Quoted passage
####################
Studio album by Maia Sharp
- Released: March 22, 2005
- Genre: Pop/rock
- Label: Koch
- Producer: Mark Addison, Brad Jones, Maia Sharp, Randy Sharp

Maia Sharp chronology
| Maia Sharp (2002) | Upstanding Citizen (2005) | Echo (2009) |

= Fine Upstanding Citizen =

Fine Upstanding Citizen is a 2005 album by American singer-songwriter Maia Sharp.

==Reception==
Writing for Allmusic, Thom Jurek gave the album three and a half stars out of five. He said that it "won't set the charts on fire" but called it "a mature mark from an under-the-radar artist". He cited the track "Fall Like Margarite" as a highlight, calling it "simply gorgeous." Ronni Radner of Out called the album "an impressive set of thoughtfully crafted songs" and said that it "pays a definite homage to [...] trailblazing femme troubadours" like Bonnie Raitt, Rickie Lee Jones and Carole King.
####################
Excerpts from a location annotation dataset
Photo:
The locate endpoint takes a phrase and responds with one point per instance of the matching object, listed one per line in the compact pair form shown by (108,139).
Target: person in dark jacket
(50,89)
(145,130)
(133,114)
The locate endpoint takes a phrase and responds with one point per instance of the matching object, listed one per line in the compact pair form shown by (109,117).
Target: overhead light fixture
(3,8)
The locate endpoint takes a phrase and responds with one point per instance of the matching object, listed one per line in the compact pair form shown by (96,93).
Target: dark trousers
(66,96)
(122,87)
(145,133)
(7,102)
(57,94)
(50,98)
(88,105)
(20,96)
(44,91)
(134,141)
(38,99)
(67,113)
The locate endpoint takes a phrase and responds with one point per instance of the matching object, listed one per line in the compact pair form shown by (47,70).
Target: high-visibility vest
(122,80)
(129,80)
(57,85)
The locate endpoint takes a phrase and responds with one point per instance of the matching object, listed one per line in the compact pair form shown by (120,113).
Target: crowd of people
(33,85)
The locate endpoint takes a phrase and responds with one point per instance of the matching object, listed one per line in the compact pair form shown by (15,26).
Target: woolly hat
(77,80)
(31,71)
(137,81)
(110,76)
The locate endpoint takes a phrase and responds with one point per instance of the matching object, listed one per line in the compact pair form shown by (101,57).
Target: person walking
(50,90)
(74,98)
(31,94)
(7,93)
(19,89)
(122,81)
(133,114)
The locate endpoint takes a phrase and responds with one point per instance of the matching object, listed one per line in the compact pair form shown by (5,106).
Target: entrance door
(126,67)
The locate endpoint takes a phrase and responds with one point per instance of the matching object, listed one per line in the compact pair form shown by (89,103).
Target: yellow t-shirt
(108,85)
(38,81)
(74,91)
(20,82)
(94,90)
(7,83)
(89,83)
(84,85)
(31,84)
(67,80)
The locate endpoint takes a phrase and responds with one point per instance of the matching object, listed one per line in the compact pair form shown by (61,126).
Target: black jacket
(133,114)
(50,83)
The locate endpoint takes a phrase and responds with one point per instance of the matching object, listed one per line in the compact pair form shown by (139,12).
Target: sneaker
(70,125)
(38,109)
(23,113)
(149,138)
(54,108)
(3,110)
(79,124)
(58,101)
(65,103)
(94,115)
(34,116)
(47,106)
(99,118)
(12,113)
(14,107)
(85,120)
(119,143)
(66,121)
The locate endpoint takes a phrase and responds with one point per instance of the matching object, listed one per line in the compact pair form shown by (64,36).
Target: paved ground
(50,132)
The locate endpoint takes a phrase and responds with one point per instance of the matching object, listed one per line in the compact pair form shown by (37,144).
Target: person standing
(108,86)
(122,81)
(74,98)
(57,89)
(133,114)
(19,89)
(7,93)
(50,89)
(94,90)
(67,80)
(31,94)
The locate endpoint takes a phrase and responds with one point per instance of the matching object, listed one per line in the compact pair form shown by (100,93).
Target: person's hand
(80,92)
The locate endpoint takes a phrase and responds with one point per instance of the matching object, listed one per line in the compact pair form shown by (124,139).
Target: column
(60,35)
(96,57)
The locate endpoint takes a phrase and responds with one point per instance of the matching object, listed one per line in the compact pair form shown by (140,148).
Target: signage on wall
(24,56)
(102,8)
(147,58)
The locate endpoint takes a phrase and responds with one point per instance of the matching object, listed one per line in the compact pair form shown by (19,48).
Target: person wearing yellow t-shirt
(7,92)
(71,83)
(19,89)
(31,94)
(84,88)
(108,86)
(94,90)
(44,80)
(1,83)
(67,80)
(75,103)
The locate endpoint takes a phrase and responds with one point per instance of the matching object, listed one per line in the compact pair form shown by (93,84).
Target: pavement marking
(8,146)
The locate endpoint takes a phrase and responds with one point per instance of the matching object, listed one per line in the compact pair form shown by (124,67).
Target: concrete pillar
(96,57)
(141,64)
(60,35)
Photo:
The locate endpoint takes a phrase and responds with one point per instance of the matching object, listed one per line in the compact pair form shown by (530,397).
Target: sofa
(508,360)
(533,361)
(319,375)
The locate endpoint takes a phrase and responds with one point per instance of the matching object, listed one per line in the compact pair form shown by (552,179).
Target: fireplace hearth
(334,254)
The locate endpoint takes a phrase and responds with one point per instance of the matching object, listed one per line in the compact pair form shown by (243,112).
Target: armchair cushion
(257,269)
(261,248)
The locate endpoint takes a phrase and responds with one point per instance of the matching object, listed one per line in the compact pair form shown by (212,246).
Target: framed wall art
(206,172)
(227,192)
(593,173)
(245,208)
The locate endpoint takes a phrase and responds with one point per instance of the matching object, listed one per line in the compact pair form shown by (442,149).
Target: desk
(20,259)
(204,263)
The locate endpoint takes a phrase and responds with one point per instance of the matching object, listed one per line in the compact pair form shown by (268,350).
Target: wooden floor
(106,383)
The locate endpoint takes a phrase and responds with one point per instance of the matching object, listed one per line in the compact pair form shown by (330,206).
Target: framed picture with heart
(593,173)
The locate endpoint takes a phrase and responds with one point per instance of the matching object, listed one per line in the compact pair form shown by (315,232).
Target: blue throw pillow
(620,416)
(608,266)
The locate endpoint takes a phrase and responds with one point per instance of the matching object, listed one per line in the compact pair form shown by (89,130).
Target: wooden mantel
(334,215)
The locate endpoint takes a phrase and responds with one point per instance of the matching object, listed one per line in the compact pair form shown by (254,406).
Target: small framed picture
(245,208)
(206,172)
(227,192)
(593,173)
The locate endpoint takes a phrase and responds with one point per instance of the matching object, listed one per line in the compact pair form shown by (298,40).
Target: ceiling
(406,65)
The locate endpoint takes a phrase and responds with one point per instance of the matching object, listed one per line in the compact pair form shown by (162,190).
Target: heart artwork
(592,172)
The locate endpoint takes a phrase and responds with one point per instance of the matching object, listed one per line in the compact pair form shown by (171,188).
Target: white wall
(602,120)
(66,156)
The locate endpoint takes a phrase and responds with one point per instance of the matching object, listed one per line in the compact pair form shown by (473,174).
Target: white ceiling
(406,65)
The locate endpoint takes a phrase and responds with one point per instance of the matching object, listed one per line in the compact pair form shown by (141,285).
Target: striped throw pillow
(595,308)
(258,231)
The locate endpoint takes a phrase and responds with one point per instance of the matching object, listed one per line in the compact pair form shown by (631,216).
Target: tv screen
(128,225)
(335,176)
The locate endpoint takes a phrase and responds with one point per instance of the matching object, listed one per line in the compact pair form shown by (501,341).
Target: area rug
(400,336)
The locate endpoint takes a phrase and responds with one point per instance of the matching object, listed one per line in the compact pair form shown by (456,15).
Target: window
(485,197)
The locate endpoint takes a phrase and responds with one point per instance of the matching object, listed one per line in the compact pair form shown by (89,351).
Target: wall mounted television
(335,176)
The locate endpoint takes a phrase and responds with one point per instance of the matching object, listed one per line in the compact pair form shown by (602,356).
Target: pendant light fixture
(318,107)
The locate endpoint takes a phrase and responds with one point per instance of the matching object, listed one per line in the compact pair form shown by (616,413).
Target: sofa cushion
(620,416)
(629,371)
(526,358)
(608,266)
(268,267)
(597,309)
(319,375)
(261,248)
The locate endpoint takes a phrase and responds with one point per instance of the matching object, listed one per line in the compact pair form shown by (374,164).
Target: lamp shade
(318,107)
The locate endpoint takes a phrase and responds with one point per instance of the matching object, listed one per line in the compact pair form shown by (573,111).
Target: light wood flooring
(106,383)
####################
Tasks to carry out
a: Say whether each statement agrees with the Fine Upstanding Citizen article, answering yes or no and quoting its deciding words: (i) Thom Jurek gave the album three and a half stars out of five; (ii) the album came out in 2009; (iii) Ronni Radner wrote about the album for Allmusic.
b: Please return everything in the Fine Upstanding Citizen article from "Maia Sharp chronology" down to "and Carole King.".
The items stand apart from the Fine Upstanding Citizen article as separate material.

Correct answers
a:
(i) Yes: "gave the album three and a half stars out of five"
(ii) No: "Released: March 22, 2005"
(iii) No: "Ronni Radner of Out"

b:
Maia Sharp chronology
| Maia Sharp (2002) | Upstanding Citizen (2005) | Echo (2009) |

= Fine Upstanding Citizen =

Fine Upstanding Citizen is a 2005 album by American singer-songwriter Maia Sharp.

==Reception==
Writing for Allmusic, Thom Jurek gave the album three and a half stars out of five. He said that it "won't set the charts on fire" but called it "a mature mark from an under-the-radar artist". He cited the track "Fall Like Margarite" as a highlight, calling it "simply gorgeous." Ronni Radner of Out called the album "an impressive set of thoughtfully crafted songs" and said that it "pays a definite homage to [...] trailblazing femme troubadours" like Bonnie Raitt, Rickie Lee Jones and Carole King.